» Given problem
Send back all the data below, exactly as given.
___ Extracted information
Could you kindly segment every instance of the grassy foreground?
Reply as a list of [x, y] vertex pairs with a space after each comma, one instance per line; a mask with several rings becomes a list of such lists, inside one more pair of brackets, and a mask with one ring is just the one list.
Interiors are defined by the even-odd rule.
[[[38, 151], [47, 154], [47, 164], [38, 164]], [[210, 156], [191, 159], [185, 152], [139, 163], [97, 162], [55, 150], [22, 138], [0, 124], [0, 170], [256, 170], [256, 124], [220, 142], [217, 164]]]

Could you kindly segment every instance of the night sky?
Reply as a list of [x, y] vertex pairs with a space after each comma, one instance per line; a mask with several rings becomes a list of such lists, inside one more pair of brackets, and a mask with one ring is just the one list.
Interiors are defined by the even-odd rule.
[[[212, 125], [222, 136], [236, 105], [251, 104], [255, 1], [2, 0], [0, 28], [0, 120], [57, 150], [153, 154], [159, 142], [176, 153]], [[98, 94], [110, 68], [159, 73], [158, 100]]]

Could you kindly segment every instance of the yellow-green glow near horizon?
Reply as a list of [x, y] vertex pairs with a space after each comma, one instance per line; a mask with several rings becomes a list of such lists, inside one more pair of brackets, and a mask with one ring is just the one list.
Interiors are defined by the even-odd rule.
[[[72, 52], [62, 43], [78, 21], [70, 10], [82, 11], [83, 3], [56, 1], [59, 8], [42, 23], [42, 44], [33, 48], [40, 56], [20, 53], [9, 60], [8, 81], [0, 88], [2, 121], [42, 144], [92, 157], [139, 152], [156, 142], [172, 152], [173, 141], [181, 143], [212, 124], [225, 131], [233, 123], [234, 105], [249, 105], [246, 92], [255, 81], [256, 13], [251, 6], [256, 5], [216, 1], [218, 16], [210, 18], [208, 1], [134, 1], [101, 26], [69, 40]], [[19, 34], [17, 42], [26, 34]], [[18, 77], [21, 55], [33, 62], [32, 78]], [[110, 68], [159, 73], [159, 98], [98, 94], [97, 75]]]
______
» Answer
Could you kindly segment every instance of the grassy foreground?
Reply as a list of [x, y] vertex pairs with a space after each comma, one instance per line; a mask with several rings becomes a list of such lists, inside one more pair of brackets, and a mask with one ring is just the one list.
Interiors are defined by the even-odd rule.
[[[38, 151], [47, 154], [47, 164], [38, 164]], [[210, 156], [191, 159], [185, 152], [139, 163], [97, 162], [55, 150], [22, 138], [0, 124], [0, 170], [256, 170], [256, 124], [220, 142], [217, 164]]]

Could you kindly segment every instance of the night sky?
Reply as a list of [x, y] vertex pairs with a space after each comma, one instance per line; a mask with several rings becomes a list of such lists, inside one more pair of brackets, and a mask with one ring is just the one list.
Interiors are defined by the even-odd rule.
[[[212, 125], [222, 136], [236, 105], [251, 104], [255, 1], [2, 0], [0, 28], [0, 120], [57, 150], [153, 154], [159, 142], [176, 153]], [[98, 94], [110, 68], [159, 73], [158, 100]]]

Could you kindly segment every instance of the yellow-green glow near horizon?
Reply as a list of [x, y] vertex pairs with a space after each comma, one instance per line; a mask with several rings becomes a list of such lists, inside one more pair of brackets, and a mask with one ring is just the one list.
Interiors are defined by the even-odd rule.
[[[72, 52], [62, 43], [78, 21], [70, 10], [82, 11], [83, 3], [56, 1], [59, 8], [42, 23], [42, 44], [33, 48], [40, 56], [20, 53], [9, 60], [8, 81], [0, 88], [2, 121], [42, 144], [92, 157], [139, 152], [156, 142], [172, 152], [173, 141], [181, 143], [212, 124], [225, 131], [233, 123], [234, 105], [249, 105], [246, 92], [255, 81], [256, 13], [251, 6], [256, 5], [216, 1], [218, 16], [210, 18], [208, 1], [134, 1], [101, 26], [69, 40]], [[19, 34], [17, 42], [26, 34]], [[18, 77], [21, 55], [33, 62], [32, 78]], [[110, 68], [159, 73], [159, 98], [98, 94], [97, 75]]]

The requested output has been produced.